# GIVEN RECORDS
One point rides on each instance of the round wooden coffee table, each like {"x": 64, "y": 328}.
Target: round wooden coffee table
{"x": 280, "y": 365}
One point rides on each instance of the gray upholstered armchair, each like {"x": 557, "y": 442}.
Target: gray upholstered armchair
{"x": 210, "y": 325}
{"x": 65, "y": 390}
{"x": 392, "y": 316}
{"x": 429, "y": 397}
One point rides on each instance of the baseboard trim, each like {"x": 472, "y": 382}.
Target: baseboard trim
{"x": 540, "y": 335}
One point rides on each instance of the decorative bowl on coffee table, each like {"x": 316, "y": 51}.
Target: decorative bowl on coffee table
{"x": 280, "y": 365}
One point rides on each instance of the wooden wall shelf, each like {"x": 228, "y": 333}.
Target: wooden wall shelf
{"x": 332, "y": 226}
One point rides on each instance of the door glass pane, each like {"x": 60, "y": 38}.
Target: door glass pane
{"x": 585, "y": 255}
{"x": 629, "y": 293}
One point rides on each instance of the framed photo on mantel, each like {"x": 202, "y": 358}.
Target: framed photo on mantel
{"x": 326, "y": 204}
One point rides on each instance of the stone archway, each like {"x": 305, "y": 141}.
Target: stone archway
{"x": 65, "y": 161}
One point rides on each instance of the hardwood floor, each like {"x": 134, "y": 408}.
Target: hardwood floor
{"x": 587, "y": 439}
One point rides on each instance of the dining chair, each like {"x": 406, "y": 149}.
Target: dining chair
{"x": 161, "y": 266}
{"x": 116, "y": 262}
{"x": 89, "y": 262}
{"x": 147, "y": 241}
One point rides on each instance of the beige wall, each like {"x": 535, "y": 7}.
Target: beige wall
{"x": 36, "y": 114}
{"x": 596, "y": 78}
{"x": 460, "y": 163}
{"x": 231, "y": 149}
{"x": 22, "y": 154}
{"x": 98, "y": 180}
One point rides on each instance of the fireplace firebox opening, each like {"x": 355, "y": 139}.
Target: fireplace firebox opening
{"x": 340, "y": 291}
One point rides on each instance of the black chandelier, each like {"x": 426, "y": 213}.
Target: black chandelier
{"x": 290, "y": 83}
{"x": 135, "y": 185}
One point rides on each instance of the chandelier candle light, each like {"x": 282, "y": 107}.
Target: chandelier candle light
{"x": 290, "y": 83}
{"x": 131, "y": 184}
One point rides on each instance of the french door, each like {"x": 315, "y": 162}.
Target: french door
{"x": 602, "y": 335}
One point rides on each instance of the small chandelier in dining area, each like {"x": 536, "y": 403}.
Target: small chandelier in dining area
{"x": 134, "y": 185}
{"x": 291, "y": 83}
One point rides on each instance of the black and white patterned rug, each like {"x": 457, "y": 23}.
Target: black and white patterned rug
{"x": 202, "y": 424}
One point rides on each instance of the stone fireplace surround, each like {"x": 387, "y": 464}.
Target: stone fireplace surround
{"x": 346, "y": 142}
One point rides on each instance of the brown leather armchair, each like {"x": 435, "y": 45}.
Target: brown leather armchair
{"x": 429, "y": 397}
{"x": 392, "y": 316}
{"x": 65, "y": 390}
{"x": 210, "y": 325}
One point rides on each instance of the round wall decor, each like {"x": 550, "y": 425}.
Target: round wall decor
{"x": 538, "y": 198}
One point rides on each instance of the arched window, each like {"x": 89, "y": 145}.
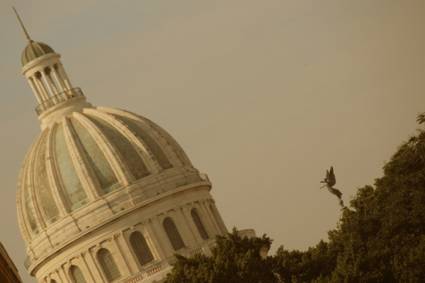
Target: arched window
{"x": 173, "y": 234}
{"x": 140, "y": 248}
{"x": 108, "y": 265}
{"x": 199, "y": 225}
{"x": 76, "y": 275}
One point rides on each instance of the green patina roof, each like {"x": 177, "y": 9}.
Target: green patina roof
{"x": 34, "y": 50}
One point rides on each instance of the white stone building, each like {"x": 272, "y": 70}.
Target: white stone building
{"x": 105, "y": 195}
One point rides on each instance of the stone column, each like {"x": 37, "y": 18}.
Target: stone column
{"x": 208, "y": 220}
{"x": 192, "y": 227}
{"x": 34, "y": 90}
{"x": 123, "y": 257}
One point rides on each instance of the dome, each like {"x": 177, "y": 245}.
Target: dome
{"x": 87, "y": 156}
{"x": 34, "y": 50}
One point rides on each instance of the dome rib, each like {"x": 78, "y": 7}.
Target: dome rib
{"x": 45, "y": 202}
{"x": 111, "y": 154}
{"x": 20, "y": 196}
{"x": 68, "y": 178}
{"x": 53, "y": 175}
{"x": 90, "y": 185}
{"x": 97, "y": 166}
{"x": 177, "y": 159}
{"x": 140, "y": 146}
{"x": 124, "y": 147}
{"x": 31, "y": 211}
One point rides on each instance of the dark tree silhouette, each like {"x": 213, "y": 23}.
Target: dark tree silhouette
{"x": 380, "y": 238}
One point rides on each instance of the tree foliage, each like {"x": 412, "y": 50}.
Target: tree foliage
{"x": 379, "y": 238}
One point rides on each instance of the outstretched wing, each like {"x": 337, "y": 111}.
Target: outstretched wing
{"x": 421, "y": 118}
{"x": 331, "y": 177}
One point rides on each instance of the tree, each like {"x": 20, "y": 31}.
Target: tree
{"x": 380, "y": 238}
{"x": 234, "y": 259}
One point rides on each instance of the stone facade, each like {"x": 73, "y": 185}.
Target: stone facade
{"x": 105, "y": 195}
{"x": 8, "y": 271}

# SET TASK
Please write out all of the material above word for word, leaving out the pictures.

# THE COMPLETED TASK
One point rides on each instance of the round wooden coffee table, each like {"x": 64, "y": 328}.
Target: round wooden coffee table
{"x": 280, "y": 365}
One point rides on each instance of the gray upholstered armchair, each like {"x": 557, "y": 442}.
Target: gray upholstered armchair
{"x": 210, "y": 325}
{"x": 65, "y": 390}
{"x": 392, "y": 316}
{"x": 429, "y": 397}
One point rides on each instance of the baseboard trim, each like {"x": 472, "y": 382}.
Target: baseboard trim
{"x": 540, "y": 335}
One point rides on each instance of the decorative bowl on coffee table, each like {"x": 316, "y": 51}.
Target: decorative bowl on coffee table
{"x": 280, "y": 365}
One point rides on each instance of the wooden wall shelf, each like {"x": 228, "y": 333}.
Target: wooden wall shelf
{"x": 332, "y": 226}
One point rides on each instance of the door glass pane, each like {"x": 60, "y": 38}.
Target: door glass pane
{"x": 585, "y": 255}
{"x": 629, "y": 293}
One point rides on each instance of the framed photo on mantel, each like {"x": 202, "y": 358}.
Target: framed photo on mantel
{"x": 326, "y": 204}
One point rides on each instance of the stone archway, each like {"x": 305, "y": 141}.
Target: stone archway
{"x": 65, "y": 161}
One point rides on each instance of the hardwood floor, each like {"x": 134, "y": 408}.
Target: hardwood floor
{"x": 587, "y": 439}
One point rides on each instance of the dining chair, each like {"x": 406, "y": 149}.
Target: dining chair
{"x": 161, "y": 266}
{"x": 116, "y": 262}
{"x": 89, "y": 262}
{"x": 147, "y": 241}
One point rides on each instance of the beige wall, each like {"x": 535, "y": 7}.
Target: beige wall
{"x": 36, "y": 114}
{"x": 596, "y": 78}
{"x": 460, "y": 163}
{"x": 231, "y": 149}
{"x": 22, "y": 154}
{"x": 98, "y": 180}
One point rides on each instance of the fireplace firebox opening, each like {"x": 355, "y": 139}.
Target: fireplace firebox opening
{"x": 340, "y": 291}
One point rides on each instance of the black chandelier, each like {"x": 426, "y": 213}.
Target: black chandelier
{"x": 290, "y": 83}
{"x": 135, "y": 185}
One point rides on each instance of the chandelier candle light, each like {"x": 282, "y": 107}.
Target: chandelier candle light
{"x": 290, "y": 83}
{"x": 131, "y": 184}
One point rides on each instance of the french door, each like {"x": 315, "y": 162}.
Target: french door
{"x": 602, "y": 335}
One point rides on each instance of the small chandelier in dining area, each like {"x": 536, "y": 403}.
Target: small chandelier in dining area
{"x": 134, "y": 185}
{"x": 291, "y": 83}
One point rides on each instance of the black and white patterned rug, each like {"x": 457, "y": 23}.
Target: black and white patterned rug
{"x": 202, "y": 424}
One point rides on each instance of the stone fireplace surround, each like {"x": 387, "y": 464}.
Target: stone fireplace surround
{"x": 346, "y": 142}
One point rides on each instance of the brown leather armchair, each like {"x": 435, "y": 45}.
Target: brown leather armchair
{"x": 429, "y": 397}
{"x": 392, "y": 316}
{"x": 65, "y": 390}
{"x": 210, "y": 325}
One point rides on each instance of the round wall decor, each like {"x": 550, "y": 425}.
Target: round wall decor
{"x": 538, "y": 198}
One point rides on each instance of the arched window, each like {"x": 89, "y": 145}.
Target: arched window
{"x": 173, "y": 234}
{"x": 140, "y": 248}
{"x": 108, "y": 265}
{"x": 199, "y": 225}
{"x": 76, "y": 275}
One point rides on each instance of the green patina roof, each like {"x": 177, "y": 9}.
Target: green patina roof
{"x": 34, "y": 50}
One point rides on each instance of the white stone building, each like {"x": 272, "y": 70}.
Target: white stone building
{"x": 105, "y": 195}
One point rides on each instance of the stone column, each like {"x": 37, "y": 18}.
Target: stone column
{"x": 208, "y": 220}
{"x": 192, "y": 227}
{"x": 34, "y": 90}
{"x": 123, "y": 257}
One point rides on each instance of the dome, each like {"x": 177, "y": 245}.
Target: dome
{"x": 87, "y": 156}
{"x": 34, "y": 50}
One point rides on each instance of the dome rib, each like {"x": 78, "y": 7}.
Target: dome rib
{"x": 45, "y": 202}
{"x": 111, "y": 154}
{"x": 20, "y": 196}
{"x": 68, "y": 178}
{"x": 53, "y": 175}
{"x": 90, "y": 185}
{"x": 97, "y": 166}
{"x": 177, "y": 159}
{"x": 140, "y": 146}
{"x": 124, "y": 147}
{"x": 31, "y": 211}
One point rides on each instance of the dark tree silhouette, each like {"x": 213, "y": 23}.
Target: dark tree silhouette
{"x": 380, "y": 238}
One point rides on each instance of the tree foliage, each like {"x": 412, "y": 50}.
Target: tree foliage
{"x": 379, "y": 238}
One point rides on each instance of the outstretched wing, each like {"x": 337, "y": 111}.
Target: outstretched wing
{"x": 421, "y": 118}
{"x": 331, "y": 177}
One point rides on each instance of the tree, each like {"x": 20, "y": 31}.
Target: tree
{"x": 380, "y": 238}
{"x": 234, "y": 259}
One point rides on each instance of the stone facade, each like {"x": 73, "y": 185}.
Target: stone facade
{"x": 105, "y": 195}
{"x": 8, "y": 271}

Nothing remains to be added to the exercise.